Copy the lines below word for word, but leave out the pictures.
╔══
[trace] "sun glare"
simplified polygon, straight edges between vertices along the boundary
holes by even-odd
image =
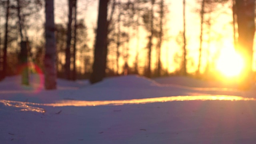
[[[221,52],[216,68],[226,76],[230,77],[238,76],[244,64],[242,57],[234,48],[226,48]]]

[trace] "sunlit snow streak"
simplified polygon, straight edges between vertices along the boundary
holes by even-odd
[[[122,105],[124,104],[145,104],[154,102],[164,102],[171,101],[182,101],[189,100],[250,100],[255,101],[254,98],[244,98],[238,96],[227,95],[216,96],[176,96],[143,99],[137,99],[125,100],[85,101],[75,100],[64,100],[56,103],[50,104],[39,104],[29,102],[22,102],[0,100],[0,102],[6,106],[15,107],[21,108],[22,111],[35,111],[40,113],[44,113],[44,109],[36,106],[48,106],[54,107],[60,106],[92,106],[106,105]],[[30,106],[31,105],[33,106]]]

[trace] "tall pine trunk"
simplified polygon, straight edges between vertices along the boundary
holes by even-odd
╚══
Task result:
[trace] "sun glare"
simplified polygon, straight edges between vertices along the boundary
holes by even-odd
image =
[[[221,52],[216,68],[226,76],[230,77],[238,76],[244,64],[242,57],[234,48],[226,48]]]

[trace] "sunlit snow streak"
simplified polygon, straight edges between vertices along the boundary
holes by even-odd
[[[122,105],[124,104],[145,104],[154,102],[164,102],[171,101],[182,101],[189,100],[250,100],[255,101],[254,98],[244,98],[238,96],[227,95],[216,96],[176,96],[143,99],[137,99],[125,100],[85,101],[75,100],[64,100],[56,103],[50,104],[39,104],[29,102],[22,102],[0,100],[0,102],[6,106],[15,107],[21,108],[22,111],[35,111],[40,113],[44,113],[44,109],[36,106],[48,106],[54,107],[60,106],[92,106],[106,105]],[[30,106],[31,105],[33,106]]]

[trace] "tall pine trunk"
simplified polygon, straight edges between vertices along the boundary
holes by even-odd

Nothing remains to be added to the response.